● **ИСХОДНЫЙ ТЕКСТ**:
Тем временем Изамбар был где-то на юго-востоке. Из Фюме он уехал в Вирё, где узнал, что Рембо направился в Шарлеруа; но, когда он добрался до Шарлеруа, Рембо исчез. Месье дез Эссар – «очень гостеприимный, но, возможно, слегка напыщенный» – вспоминал неудачный ужин. Маленький негодяй ушел, и скатертью дорога. Он может быть где угодно. Изамбар сдался и продолжил свое путешествие в Брюссель, где он намеревался нанести неожиданный визит своему другу, Полю Дюрану.
Странно, но Дюран ожидал его. «Очень милый и ласковый» парнишка, весь в грязи и пыли, провел две ночи в доме его матери.
Рембо, должно быть, слышал, как Изамбар говорил о своей грядущей поездке, и запомнил имя и адрес. Оказалось, что весь путь от Шарлеруа – около 55 километров – он прошел пешком. Дюран настаивал, чтобы Рембо остался, но «он заявил, что у него образовательный тур по Бельгии и что он вполне может справиться сам». Неохотно мальчик принял какие-то деньги и пустился в путь, отмытый и элегантный, в новой одежде.
Неделю спустя Изамбар вернулся в Дуэ и нашел теток в хлопотах: на поезде из Брюсселя приехал нежданный визитер. Пока они говорили, появился молодой «денди» в шелковом галстуке – «ослепительно привлекательный» по словам Изамбара. «Это я, – сказал он. – Я вернулся!»
В ретроспективе оказалось, что Рембо планировал свое путешествие, как исследователь. Он проложил себе путь заранее с организованными стоянками, где аборигены предположительно будут дружелюбными, – Фюме, Вирё, Шарлеруа, Брюссель и Дуэ. Он спал под открытым небом и износил обувь вполне достаточно для «образовательных» целей, но он также и нежился в кровати и поездах и замыслил, чтобы за ним на безопасном расстоянии следовала спасательная экспедиция (Изамбар).
Теперь, в комфорте Дуэ он организовал свою жатву: семь сонетов, которые могли бы присоединиться к другим стихам, что он оставил у Демени за две недели до этого. Помимо богемных стихов, там было описание цветной картинки победоносного Наполеона III, которую Рембо видел в окне в Шарлеруа, – старой имперской пропаганды, к которой он добавил карикатурный персонаж – Боквиллон, подставляющий зад императору (подтекст: Наполеон III затрахал всю французскую армию). Там был также сонет о старом шкафе, который можно принять за родственника бодлеровского шкафа из Les Fleurs du Mal («Цветов зла»). И наконец, слегка шокирующая миниатюра о юном солдате «Уснувший в ложбине»:
В провалах зелени поет река чуть слышно,
И весь в лохмотья серебристые одет
Тростник… Из-за горы, сверкая, солнце вышло,
И над ложбиною дождем струится свет.

● **ИЗВЛЕЧЕННЫЕ ДАННЫЕ**:
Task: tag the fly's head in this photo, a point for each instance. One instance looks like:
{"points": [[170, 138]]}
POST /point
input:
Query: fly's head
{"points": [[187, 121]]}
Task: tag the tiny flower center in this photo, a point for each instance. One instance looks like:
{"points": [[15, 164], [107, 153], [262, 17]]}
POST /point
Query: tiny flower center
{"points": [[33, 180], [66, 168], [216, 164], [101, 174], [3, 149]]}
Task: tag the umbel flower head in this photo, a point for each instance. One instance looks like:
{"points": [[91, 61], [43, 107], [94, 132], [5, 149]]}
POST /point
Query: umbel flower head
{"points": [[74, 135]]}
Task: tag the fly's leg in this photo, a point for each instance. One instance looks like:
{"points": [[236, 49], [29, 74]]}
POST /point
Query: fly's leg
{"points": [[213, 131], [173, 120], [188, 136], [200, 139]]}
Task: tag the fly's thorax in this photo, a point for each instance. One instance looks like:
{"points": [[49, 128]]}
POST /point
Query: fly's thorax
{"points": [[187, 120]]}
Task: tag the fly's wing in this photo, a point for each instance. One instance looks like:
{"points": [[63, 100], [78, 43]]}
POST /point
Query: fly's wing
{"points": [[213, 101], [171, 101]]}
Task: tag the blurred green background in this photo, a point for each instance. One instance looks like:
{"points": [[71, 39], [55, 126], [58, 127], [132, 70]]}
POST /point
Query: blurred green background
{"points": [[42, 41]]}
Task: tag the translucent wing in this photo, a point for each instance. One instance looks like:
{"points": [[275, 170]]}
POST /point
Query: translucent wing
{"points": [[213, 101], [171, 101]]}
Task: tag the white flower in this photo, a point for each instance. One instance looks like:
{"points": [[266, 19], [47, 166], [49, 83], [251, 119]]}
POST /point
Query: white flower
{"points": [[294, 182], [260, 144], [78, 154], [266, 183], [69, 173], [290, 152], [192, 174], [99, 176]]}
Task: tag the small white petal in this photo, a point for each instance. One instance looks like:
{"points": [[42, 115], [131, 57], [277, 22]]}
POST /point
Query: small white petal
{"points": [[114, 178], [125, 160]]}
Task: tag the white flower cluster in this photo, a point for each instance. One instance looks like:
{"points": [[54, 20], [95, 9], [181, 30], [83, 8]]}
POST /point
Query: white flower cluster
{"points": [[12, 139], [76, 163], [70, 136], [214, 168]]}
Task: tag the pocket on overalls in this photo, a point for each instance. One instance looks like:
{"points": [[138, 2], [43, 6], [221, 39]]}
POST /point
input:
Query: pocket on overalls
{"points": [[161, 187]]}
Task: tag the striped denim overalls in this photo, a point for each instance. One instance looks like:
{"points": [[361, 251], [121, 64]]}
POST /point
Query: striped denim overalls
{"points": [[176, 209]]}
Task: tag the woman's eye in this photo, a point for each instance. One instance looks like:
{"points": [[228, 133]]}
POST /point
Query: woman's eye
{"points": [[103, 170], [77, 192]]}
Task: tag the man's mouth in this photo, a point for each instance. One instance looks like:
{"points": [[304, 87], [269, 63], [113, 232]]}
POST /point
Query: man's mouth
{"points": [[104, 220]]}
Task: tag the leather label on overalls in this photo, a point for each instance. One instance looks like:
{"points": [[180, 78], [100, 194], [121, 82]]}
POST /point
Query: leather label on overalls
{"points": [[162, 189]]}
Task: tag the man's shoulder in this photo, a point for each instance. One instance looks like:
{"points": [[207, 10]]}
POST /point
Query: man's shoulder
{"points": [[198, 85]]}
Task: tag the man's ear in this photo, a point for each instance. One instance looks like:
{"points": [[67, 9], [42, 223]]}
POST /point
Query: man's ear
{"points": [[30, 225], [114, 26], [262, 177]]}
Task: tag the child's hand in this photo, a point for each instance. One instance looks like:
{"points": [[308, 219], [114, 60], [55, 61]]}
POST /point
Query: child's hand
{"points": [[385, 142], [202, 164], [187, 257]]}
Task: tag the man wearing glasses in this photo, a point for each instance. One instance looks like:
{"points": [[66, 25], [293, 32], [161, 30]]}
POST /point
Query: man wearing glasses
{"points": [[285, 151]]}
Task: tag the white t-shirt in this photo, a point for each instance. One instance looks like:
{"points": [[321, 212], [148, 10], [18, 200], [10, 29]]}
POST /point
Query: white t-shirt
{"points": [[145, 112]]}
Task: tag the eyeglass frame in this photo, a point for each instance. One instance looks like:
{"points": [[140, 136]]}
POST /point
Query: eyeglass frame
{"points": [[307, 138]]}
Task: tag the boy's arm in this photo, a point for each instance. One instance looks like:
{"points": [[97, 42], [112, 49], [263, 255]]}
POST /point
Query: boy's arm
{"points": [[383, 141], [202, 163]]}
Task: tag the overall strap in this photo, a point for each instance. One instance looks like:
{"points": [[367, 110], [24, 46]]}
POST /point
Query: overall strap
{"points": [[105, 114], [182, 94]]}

* * *

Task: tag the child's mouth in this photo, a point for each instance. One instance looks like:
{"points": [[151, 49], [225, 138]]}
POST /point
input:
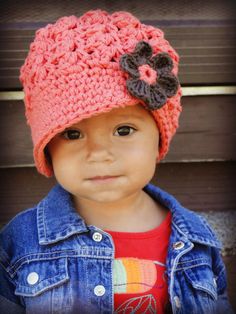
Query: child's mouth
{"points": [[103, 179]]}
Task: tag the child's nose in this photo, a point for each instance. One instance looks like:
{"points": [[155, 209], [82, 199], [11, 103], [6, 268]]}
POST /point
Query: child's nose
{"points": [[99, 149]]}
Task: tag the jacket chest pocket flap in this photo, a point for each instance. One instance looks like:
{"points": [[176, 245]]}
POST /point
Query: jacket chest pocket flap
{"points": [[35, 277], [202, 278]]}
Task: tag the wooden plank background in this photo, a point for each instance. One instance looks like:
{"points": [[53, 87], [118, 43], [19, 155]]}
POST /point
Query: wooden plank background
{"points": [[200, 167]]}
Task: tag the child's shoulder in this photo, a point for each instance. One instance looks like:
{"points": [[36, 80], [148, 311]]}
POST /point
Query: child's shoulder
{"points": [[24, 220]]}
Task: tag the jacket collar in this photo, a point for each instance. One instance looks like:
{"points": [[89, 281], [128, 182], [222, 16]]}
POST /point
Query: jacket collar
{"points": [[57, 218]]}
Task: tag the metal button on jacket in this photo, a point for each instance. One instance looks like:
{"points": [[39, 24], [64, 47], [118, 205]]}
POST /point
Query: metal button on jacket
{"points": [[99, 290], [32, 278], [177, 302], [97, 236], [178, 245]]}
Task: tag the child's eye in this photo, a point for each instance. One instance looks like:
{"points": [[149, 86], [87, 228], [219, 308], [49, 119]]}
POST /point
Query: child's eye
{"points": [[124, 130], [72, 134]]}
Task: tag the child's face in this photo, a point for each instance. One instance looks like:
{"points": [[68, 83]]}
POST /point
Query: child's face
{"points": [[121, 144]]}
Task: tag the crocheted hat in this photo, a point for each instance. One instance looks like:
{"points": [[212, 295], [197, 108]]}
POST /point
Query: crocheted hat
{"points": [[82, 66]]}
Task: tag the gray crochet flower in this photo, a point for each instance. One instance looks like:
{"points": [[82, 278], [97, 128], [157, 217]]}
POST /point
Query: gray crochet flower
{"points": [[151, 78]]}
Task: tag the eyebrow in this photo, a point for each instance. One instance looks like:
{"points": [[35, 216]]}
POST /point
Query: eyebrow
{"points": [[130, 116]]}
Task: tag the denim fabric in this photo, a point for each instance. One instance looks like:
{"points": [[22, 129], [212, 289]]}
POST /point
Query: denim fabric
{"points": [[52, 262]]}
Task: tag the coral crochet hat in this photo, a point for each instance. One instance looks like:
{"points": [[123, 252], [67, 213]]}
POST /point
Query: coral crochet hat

...

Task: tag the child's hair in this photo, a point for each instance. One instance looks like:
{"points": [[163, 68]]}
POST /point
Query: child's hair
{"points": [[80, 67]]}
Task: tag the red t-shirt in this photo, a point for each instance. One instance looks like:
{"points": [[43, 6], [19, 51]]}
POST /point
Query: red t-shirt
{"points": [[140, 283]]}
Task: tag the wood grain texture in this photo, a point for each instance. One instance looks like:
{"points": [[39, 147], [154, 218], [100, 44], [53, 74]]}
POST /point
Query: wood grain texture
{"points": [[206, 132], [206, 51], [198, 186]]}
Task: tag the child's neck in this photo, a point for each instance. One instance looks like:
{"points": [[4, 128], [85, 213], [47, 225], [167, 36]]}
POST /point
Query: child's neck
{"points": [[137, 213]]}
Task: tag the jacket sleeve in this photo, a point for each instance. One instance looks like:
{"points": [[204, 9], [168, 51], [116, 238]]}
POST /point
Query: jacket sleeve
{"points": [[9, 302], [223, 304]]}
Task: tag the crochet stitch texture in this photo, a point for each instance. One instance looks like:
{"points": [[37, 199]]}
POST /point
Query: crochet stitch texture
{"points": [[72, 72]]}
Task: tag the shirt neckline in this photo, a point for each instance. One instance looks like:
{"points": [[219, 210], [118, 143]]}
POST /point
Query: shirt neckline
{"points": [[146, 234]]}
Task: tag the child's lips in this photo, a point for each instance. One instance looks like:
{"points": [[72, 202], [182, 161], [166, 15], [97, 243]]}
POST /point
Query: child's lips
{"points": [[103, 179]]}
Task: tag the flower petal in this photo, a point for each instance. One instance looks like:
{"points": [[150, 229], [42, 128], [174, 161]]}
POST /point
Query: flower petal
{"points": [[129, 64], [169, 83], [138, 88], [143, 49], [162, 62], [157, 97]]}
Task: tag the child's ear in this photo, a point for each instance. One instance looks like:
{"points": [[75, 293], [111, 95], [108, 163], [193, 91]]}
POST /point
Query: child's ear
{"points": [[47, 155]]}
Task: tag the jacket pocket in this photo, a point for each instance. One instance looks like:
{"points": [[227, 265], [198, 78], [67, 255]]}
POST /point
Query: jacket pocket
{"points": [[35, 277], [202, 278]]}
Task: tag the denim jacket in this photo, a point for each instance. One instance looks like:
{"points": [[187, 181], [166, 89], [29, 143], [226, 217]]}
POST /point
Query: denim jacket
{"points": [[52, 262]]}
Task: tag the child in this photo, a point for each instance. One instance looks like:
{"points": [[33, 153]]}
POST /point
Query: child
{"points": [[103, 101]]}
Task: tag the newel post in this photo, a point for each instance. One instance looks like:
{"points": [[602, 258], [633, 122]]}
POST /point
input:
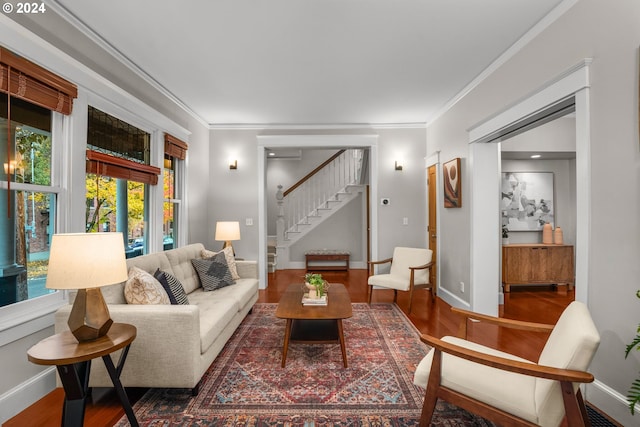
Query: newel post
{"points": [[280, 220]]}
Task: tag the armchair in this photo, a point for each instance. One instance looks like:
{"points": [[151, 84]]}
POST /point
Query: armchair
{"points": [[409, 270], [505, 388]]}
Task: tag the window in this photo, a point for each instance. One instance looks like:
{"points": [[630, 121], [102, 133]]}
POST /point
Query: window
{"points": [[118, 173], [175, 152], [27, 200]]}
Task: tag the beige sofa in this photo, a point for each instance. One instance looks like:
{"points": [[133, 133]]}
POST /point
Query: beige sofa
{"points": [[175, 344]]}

● **ЧТО СДЕЛАТЬ**:
1. Назовите все стоянки, которые Рембо, согласно исходному тексту, заранее наметил на своем пути.
2. Посчитайте строки записей, где встречается строка "shirt", учитывая регистр букв. В ответе дайте только число.
Записи никак не связаны с исходным текстом.

● **ОТВЕТЫ**:
1. Фюме, Вирё, Шарлеруа, Брюссель, Дуэ.

2. 6